GOAL —
Please render the entries as a two-column CSV with the columns entry_text and answer, one row per entry, putting each value in a single quoted field with line breaks replaced by spaces. Cover only the entries starting with the line containing "point: carved wood armrest" and going on through the line containing "column 286, row 341", both lines included.
══ SUPPLIED INFORMATION
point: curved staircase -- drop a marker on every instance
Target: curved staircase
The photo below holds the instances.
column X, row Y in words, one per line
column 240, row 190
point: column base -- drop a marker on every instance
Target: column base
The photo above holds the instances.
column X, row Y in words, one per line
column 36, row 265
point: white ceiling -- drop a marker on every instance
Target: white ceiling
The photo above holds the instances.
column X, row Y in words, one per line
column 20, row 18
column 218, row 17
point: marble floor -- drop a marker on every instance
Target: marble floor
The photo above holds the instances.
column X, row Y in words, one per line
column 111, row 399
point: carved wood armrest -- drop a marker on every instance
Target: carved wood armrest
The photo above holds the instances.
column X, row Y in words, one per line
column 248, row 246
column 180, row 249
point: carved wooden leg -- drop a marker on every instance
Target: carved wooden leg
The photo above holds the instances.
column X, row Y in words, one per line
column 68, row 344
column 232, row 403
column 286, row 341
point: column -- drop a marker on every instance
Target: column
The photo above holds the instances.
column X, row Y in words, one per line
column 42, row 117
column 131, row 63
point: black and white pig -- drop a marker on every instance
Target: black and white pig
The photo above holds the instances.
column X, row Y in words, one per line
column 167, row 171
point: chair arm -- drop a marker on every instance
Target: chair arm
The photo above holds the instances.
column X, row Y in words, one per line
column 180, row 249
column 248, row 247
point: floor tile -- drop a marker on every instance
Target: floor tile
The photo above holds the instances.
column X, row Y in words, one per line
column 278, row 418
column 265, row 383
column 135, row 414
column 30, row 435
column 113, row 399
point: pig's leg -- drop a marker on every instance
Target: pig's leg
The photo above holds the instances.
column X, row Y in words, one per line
════
TASK OUTPUT —
entry_text,answer
"point: carved wood armrest -- drop a marker on every instance Target: carved wood armrest The photo above holds the instances. column X, row Y in words, one per line","column 248, row 246 column 180, row 249"
"point: carved wooden leg -- drop a marker on every instance Target: carved wooden leg The photo above holds the instances. column X, row Y in words, one per line","column 68, row 344 column 232, row 403 column 286, row 341"